(Region outline entries)
★ ★ ★
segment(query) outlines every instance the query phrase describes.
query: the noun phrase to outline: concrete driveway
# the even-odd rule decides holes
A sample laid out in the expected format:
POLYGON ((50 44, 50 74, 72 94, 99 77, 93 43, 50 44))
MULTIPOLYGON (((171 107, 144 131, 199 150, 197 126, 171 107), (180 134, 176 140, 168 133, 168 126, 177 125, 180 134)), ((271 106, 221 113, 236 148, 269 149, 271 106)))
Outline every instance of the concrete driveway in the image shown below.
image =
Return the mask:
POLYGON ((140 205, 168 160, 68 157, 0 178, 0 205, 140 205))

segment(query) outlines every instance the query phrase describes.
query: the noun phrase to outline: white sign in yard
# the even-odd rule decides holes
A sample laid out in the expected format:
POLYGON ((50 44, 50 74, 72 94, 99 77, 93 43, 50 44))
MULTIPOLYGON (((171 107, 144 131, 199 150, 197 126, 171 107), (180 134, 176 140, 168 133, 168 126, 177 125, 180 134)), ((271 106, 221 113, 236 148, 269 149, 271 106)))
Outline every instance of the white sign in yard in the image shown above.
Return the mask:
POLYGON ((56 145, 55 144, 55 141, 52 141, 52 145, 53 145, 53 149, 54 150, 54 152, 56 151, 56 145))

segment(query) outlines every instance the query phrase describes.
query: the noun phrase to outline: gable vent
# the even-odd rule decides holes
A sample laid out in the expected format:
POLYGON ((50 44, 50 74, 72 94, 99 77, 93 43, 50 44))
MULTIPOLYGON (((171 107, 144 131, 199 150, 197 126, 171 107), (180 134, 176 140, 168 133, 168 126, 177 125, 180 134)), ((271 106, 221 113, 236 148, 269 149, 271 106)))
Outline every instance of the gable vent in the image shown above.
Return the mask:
★ ★ ★
CHALLENGE:
Copy the rows above from the start through the line containing "POLYGON ((140 205, 168", requests included. Shift the answer outline by adding 116 to each of its coordinates, and leave every other line as it is.

RESULT FOR THIS EXERCISE:
segment(query) outlines every instance the query phrase describes.
query: the noun phrase to outline: concrete driveway
# the even-odd rule decides holes
A sample laid out in the expected format:
POLYGON ((50 44, 50 74, 72 94, 99 77, 93 43, 50 44))
MULTIPOLYGON (((171 107, 144 131, 199 150, 197 126, 171 107), (180 134, 176 140, 168 133, 168 126, 177 125, 180 134)), ((271 106, 221 113, 236 148, 269 149, 271 106)))
Outline every instance of the concrete driveway in the image shown below.
image =
Return the mask:
POLYGON ((256 321, 284 276, 184 273, 116 294, 116 321, 256 321))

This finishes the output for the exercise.